§ **REQUIRED TASK**
Print the listing below verbatim, every line from first to last.

.....

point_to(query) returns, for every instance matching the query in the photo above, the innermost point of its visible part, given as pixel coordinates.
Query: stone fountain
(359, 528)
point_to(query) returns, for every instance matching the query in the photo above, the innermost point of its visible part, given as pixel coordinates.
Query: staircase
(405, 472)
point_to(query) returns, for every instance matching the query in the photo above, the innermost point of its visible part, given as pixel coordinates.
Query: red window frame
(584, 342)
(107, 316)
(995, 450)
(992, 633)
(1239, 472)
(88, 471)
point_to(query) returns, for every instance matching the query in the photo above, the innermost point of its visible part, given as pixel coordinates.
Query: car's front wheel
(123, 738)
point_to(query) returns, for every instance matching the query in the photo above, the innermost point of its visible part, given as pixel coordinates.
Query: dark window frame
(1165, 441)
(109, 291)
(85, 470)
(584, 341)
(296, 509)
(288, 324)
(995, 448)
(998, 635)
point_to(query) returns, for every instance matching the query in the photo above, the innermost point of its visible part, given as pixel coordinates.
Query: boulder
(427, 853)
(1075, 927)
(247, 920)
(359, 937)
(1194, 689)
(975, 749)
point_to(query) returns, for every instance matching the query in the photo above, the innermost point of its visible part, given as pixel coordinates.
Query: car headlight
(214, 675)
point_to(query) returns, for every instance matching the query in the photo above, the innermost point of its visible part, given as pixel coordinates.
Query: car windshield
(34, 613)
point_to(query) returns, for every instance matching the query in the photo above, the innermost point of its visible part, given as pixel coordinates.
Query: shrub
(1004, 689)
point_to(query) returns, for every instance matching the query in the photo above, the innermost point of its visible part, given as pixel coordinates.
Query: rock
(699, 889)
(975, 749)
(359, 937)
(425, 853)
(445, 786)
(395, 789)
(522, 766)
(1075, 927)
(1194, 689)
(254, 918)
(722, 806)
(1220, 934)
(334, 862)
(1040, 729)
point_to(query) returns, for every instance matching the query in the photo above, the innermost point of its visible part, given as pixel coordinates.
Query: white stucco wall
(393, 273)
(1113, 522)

.....

§ **FINISHED EXERCISE**
point_to(query) returns, for every instance matching the query in the photo above, the innermost point of its visible part, given as pixel coordinates.
Query: stone fountain
(359, 528)
point_to(query) returns, for every instance matching the query in the photo above, the innermost point of its visible part, given as pixel coordinates.
Query: staircase
(405, 472)
point_to(query) returns, for every instance matching the query in the photo above, the innermost point of its visible part, given as pixel coordinates.
Query: red window frame
(584, 342)
(107, 316)
(995, 450)
(992, 633)
(1239, 472)
(88, 471)
point_to(query) returns, for every instance matching the query in the photo above, the innermost point of its visible part, given as pixel coordinates.
Query: car's front wheel
(123, 738)
point_to(query) returns, for every instance matching the query in the photo above, the innermost point of its visible part, given as pixel coordinates.
Query: dark window frame
(1165, 441)
(109, 291)
(85, 470)
(584, 341)
(296, 509)
(288, 324)
(995, 448)
(998, 635)
point_to(query) returns, for every instance matching the query in the photo above, the innermost point of its visible part, given as pixel coordinates.
Query: boulder
(427, 853)
(1075, 927)
(247, 920)
(359, 937)
(1194, 689)
(975, 749)
point_to(query) returns, for every instance matching the query in the photo above, the innermost point of its visible part, given as pixel coordinates.
Query: car headlight
(214, 675)
point_to(query) returns, for every instance matching the query in the photo above, the innermost point of its visible part, given as pixel coordinates.
Query: car windshield
(34, 613)
point_to(query) returns, for every instance matching the query in the photo above, the innermost point of its visible part, given as pixel coordinates.
Query: shrub
(1004, 689)
point_to(query) returns, for every instance matching the query in the photo above, the innermost point of its visible part, given as pixel coordinates.
Query: rock
(699, 889)
(975, 749)
(359, 937)
(425, 853)
(445, 786)
(395, 789)
(522, 766)
(1075, 927)
(1194, 689)
(254, 918)
(722, 806)
(1220, 934)
(334, 862)
(1040, 729)
point_to(query) returns, for every instance matching the query in the photo above, the innermost point of its visible part, given as pixel coordinates.
Query: white stucco wall
(393, 273)
(1113, 522)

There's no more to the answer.